[Opening Records for this task section]

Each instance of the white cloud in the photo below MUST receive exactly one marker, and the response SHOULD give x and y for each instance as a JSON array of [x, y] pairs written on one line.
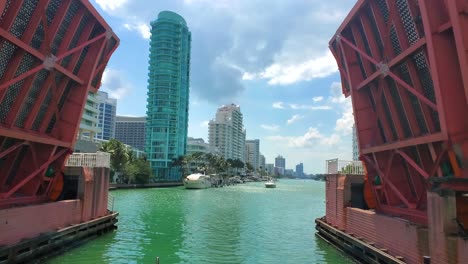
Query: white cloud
[[344, 124], [337, 94], [248, 76], [284, 74], [310, 107], [142, 28], [110, 5], [204, 124], [317, 99], [311, 138], [114, 82], [270, 127], [294, 118], [278, 105]]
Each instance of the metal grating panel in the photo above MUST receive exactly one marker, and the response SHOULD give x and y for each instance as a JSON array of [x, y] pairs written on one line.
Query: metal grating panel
[[80, 60], [399, 106], [71, 12], [17, 162], [6, 52], [8, 100], [26, 64], [383, 9], [7, 5], [38, 37], [51, 10], [42, 111], [408, 22], [16, 59], [22, 19]]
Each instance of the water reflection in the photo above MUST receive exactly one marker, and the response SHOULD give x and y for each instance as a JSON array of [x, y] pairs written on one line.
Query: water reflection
[[238, 224]]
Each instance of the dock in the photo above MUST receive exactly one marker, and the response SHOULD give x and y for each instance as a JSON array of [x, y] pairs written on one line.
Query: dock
[[355, 247]]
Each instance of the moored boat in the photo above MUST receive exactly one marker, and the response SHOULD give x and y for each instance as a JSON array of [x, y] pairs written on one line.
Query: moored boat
[[270, 184], [197, 181]]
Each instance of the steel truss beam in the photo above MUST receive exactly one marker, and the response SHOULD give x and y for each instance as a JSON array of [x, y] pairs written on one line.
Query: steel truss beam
[[41, 118], [408, 82]]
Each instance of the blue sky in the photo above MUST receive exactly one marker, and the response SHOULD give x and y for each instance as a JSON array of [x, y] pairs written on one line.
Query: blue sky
[[269, 57]]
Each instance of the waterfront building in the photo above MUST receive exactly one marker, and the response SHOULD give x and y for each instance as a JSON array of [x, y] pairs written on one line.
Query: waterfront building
[[131, 131], [106, 117], [280, 165], [168, 94], [289, 172], [227, 134], [261, 161], [252, 152], [300, 170], [88, 126], [280, 162], [197, 145], [355, 144]]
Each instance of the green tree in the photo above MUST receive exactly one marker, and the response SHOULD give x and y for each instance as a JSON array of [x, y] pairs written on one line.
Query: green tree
[[119, 154], [138, 171], [181, 162], [249, 167]]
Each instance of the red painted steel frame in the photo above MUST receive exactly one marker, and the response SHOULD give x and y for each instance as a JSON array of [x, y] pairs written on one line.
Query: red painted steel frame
[[46, 72], [404, 64]]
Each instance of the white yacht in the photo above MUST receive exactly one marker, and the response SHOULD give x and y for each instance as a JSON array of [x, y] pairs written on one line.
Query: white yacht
[[270, 184], [197, 181]]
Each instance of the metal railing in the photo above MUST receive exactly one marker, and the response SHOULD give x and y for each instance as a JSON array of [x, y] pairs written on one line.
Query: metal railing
[[110, 202], [336, 166], [99, 159]]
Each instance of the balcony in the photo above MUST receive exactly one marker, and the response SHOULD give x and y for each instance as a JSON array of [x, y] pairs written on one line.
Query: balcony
[[99, 159]]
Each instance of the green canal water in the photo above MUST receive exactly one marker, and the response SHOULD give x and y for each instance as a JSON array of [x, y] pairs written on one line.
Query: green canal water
[[246, 223]]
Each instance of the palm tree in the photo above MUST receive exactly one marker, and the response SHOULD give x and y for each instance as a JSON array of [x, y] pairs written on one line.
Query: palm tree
[[119, 154], [180, 162]]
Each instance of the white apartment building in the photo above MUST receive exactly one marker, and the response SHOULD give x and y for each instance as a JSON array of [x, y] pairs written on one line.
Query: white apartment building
[[355, 144], [252, 152], [261, 161], [227, 134]]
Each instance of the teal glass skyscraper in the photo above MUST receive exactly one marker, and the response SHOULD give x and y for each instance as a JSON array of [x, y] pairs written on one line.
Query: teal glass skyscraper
[[168, 94]]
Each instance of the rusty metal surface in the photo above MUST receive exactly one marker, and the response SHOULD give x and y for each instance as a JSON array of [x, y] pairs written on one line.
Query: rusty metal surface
[[404, 64], [52, 53]]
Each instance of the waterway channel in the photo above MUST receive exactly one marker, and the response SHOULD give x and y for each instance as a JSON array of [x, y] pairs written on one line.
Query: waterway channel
[[246, 223]]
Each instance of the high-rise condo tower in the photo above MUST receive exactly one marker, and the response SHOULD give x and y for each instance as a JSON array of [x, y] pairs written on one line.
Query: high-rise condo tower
[[168, 94]]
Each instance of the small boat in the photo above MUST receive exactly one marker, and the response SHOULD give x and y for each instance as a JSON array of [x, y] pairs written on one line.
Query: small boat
[[270, 184], [197, 181]]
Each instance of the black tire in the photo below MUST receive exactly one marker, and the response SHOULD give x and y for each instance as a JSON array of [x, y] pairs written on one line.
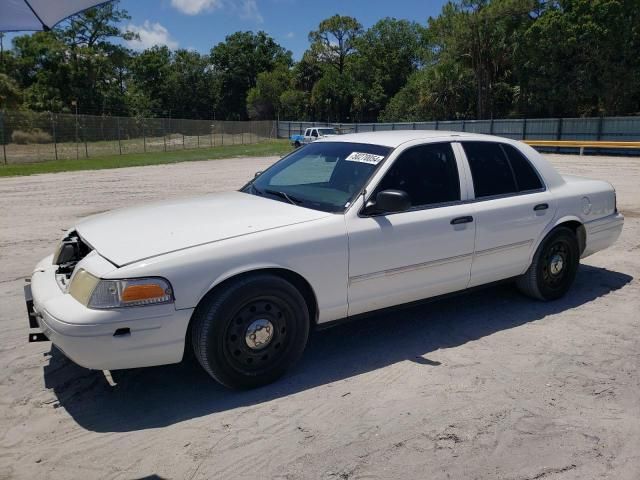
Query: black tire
[[554, 266], [221, 335]]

[Closing Records for this task section]

| Brief |
The goal is an exact reprint of the entries, leaving out the pictures.

| Task answer |
Each instance of the white cloud in the photo below MUST receive exactly one marker, and the response SHOULD give x and y for each instance as a JSON array of [x, y] pairs written on one line.
Query: white cloud
[[344, 124], [337, 94], [248, 76], [284, 74], [310, 107], [142, 28], [110, 5], [204, 124], [317, 99], [311, 138], [114, 82], [270, 127], [294, 118], [278, 105]]
Each instance of the metal grating panel in the photo above MUST receive exactly one marker, and the response SHOULD give x and y for each instance as a JSON array of [x, y] pairs written on one line.
Query: metal grating panel
[[80, 60], [399, 106], [71, 12], [17, 162], [6, 52], [8, 100], [26, 64], [383, 9], [7, 5], [38, 37], [51, 10], [42, 111], [408, 22], [16, 59], [22, 19]]
Each instance of the water reflection in the photo above MUST receive exactly one marker, and the response SHOULD give x and y for each instance as a JSON array of [x, y] pairs written on one line.
Query: water reflection
[[238, 224]]
Each instance of the dock in the photo above MUST receive exactly one marker, and the response SHOULD give x and y for each instance as a JSON array of [x, y] pairs written on one line.
Query: dock
[[355, 247]]
Each instance of the moored boat in the photo above MUST receive exactly one marker, and the response SHOULD give x and y for each instance as a JSON array of [x, y] pairs written on one line.
Query: moored boat
[[270, 184], [197, 181]]
Each instance of the steel truss beam in the photo above MUST receive exactly one marker, and the response SHOULD give x and y for each instance as a JSON array of [x, y] pairs written on one line.
Query: steel truss beam
[[41, 118], [408, 82]]
Each instance of the blue sky in the photo above MUST receive exactly one marker, and the response SHOULD give x and y for each instance as a JSON array of [x, y] pairs written on one line.
Query: blue sky
[[269, 57]]
Each instance of the waterfront building in the photo above MUST receive exactly one marker, and the response SHOULD give x and y for each instance as a JSON array of [x, y] pairs written on one line.
Query: waterfront building
[[131, 131], [106, 117], [280, 165], [168, 94], [289, 172], [227, 134], [261, 161], [252, 152], [300, 170], [88, 126], [280, 162], [197, 145], [355, 144]]
Each instance of the green tree in the photo above MUST receive exactly one marker, and the response SHOULD give x and y for each instance as a JSON array of [x, y] pairs written on one line.
Query: green tree
[[119, 154], [138, 171], [181, 162], [249, 167]]
Each instance of the red painted steel frame in the photo above MUST receive exactly one marker, and the response SHOULD give x and y for each instance as a JSON array of [x, y] pairs written on one line.
Query: red painted steel frame
[[46, 72], [404, 64]]
Each instance of the white yacht in the photo above MUST receive exactly one marker, and the response SHOULD give x and y for each instance as a JSON array of [x, y] pairs written on one line.
Query: white yacht
[[270, 184], [197, 181]]
Each instance of the metal railing in the photo above MUST receive exactly one marker, and the response SHOULD give x and y for each instance as a JSON array of [x, y] pairs written on one line.
Query: metal railing
[[110, 202], [336, 166], [99, 159]]
Each instance of the balcony in the photo above MUST receive exactly one marker, and the response SHOULD give x and y for each instance as a JSON array of [x, y] pairs written on one line.
Query: balcony
[[99, 159]]
Each instance of the green canal water in the photo above MUST receive exactly one marker, and the response SHOULD give x and y for each instance as a JSON array of [x, y] pairs written on one line.
Query: green canal water
[[246, 223]]
Each instance of the palm tree in the photo above MUST receive exactly one marker, and the response SHOULD give x and y for each instance as a JSON array of [x, y] pairs written on one line.
Query: palm tree
[[119, 154], [180, 162]]
Each instance of the white apartment building in the photo above MUST receive exactly one marker, and the response SHOULD give x and y for each instance as a JSON array of [x, y] pairs written on one line.
Query: white apartment building
[[355, 144], [252, 152], [261, 161], [227, 134]]
Each instance of the teal glass skyscraper in the photo above MUST receive exactly one marker, and the response SHOULD give x and y for each instance as a JSON array of [x, y] pairs written on one line.
Query: teal glass skyscraper
[[168, 94]]
Each instance of the rusty metal surface in the photo above MUST receive exactly one marker, and the response SHOULD give x and y for each instance as a JSON array of [x, y] pairs written on one line.
Query: rusty metal surface
[[404, 64], [52, 53]]
Each instance of the waterway channel in the photo above MUST receive exactly one marker, and the response SHOULD give x and y for each instance as a JSON array of [x, y] pairs written on one line.
Query: waterway channel
[[246, 223]]
Each instance of the high-rise condo tower in the photo above MUST receive exactly one marker, and the response SHOULD give x and y for each instance as a JSON array of [x, y] pairs written on one line.
Query: high-rise condo tower
[[168, 94]]
Each instance of the small boat in the photo above MUST receive exactly one marker, and the response SHOULD give x and y for each instance as a JSON array of [x, y] pairs written on one line.
Query: small boat
[[270, 184], [197, 181]]
Each instance of the black tire in the photo below MUST receive exactly one marker, and the response SHOULD give x and y for each instance as a JSON array of [x, y] pairs written on one line.
Query: black tire
[[554, 266], [221, 335]]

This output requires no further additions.